_TEXTO DE LECTURA_
§
La cuenta a trompicones, regresa una y otra vez a la gasolinera y al brick, a las pruebas de ADN, traga saliva, vuelve atrás, insiste en que las cosas no se hicieron bien, la policía, la investigación, una cadena de errores, sangre por todas partes, en el suelo, en el mostrador, en la fotocopiadora, las pisadas, el escenario absurdamente contaminado y el vehículo oscuro y la medalla y cinco pares de huellas dactilares que, a día de hoy, continúan siendo de nadie. ¿O ya no?

Este hombre es Francisco Holgado, la persona y el personaje de su propia tragedia, la muerte de su hijo que en cierta forma fue también la suya, la de su madre, la de toda una familia rota y expuesta, hecha ya solo de tristeza, de heridas abiertas y de recuerdos. Dentro de la cabeza de Francisco Holgado, la fijación de que el caso no prescriba, pero también otra obsesión, más peligrosa, que no admite atenuantes ni réplicas, para la que no vale ningún argumento ni cabe ningún consuelo: la obsesión por no poder cambiar el pasado. “Si se hubiera…” “Si entonces…” “Si yo…” “Si el Juez…”.
§
_COMPLETE LO SIGUIENTE_
a - Traduzca al inglés esta oración del fragmento sobre Francisco Holgado: «Dentro de la cabeza de Francisco Holgado, la fijación de que el caso no prescriba, pero también otra obsesión, más peligrosa, que no admite atenuantes ni réplicas, para la que no vale ningún argumento ni cabe ningún consuelo: la obsesión por no poder cambiar el pasado.»
b - Extraiga del fragmento sobre Francisco Holgado el tramo que va desde "La cuenta a" hasta "nadie. ¿O ya no?".

[Datos recopilados]
§
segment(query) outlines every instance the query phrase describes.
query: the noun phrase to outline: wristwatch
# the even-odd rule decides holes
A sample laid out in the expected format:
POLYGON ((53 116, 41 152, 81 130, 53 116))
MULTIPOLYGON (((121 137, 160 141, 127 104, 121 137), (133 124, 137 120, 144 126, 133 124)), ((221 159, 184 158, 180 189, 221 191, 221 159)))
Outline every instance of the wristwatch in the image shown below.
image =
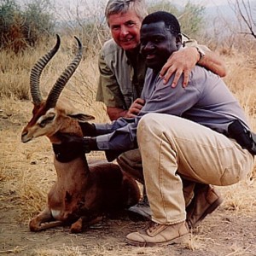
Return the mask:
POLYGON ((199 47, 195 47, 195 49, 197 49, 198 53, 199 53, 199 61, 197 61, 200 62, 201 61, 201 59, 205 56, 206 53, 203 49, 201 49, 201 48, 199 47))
§
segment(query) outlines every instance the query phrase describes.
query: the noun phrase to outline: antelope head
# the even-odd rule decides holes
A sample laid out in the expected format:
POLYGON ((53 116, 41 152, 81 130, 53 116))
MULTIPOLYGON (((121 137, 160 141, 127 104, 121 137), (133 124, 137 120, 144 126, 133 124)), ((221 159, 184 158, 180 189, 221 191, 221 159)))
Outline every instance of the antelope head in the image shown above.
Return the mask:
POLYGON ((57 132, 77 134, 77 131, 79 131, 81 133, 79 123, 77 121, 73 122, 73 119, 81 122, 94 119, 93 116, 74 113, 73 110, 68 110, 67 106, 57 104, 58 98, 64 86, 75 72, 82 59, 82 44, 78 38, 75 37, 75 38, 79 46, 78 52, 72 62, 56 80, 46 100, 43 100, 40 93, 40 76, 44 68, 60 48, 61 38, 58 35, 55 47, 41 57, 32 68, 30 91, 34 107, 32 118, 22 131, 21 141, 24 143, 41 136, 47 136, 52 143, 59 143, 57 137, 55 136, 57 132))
§
_RESPUESTAS NUMERADAS_
a - Inside Francisco Holgado's head, the fixation that the case not lapse under the statute of limitations, but also another obsession, a more dangerous one, that admits neither mitigating circumstances nor rebuttals, for which no argument works and no consolation is possible: the obsession with not being able to change the past.

b -
La cuenta a trompicones, regresa una y otra vez a la gasolinera y al brick, a las pruebas de ADN, traga saliva, vuelve atrás, insiste en que las cosas no se hicieron bien, la policía, la investigación, una cadena de errores, sangre por todas partes, en el suelo, en el mostrador, en la fotocopiadora, las pisadas, el escenario absurdamente contaminado y el vehículo oscuro y la medalla y cinco pares de huellas dactilares que, a día de hoy, continúan siendo de nadie. ¿O ya no?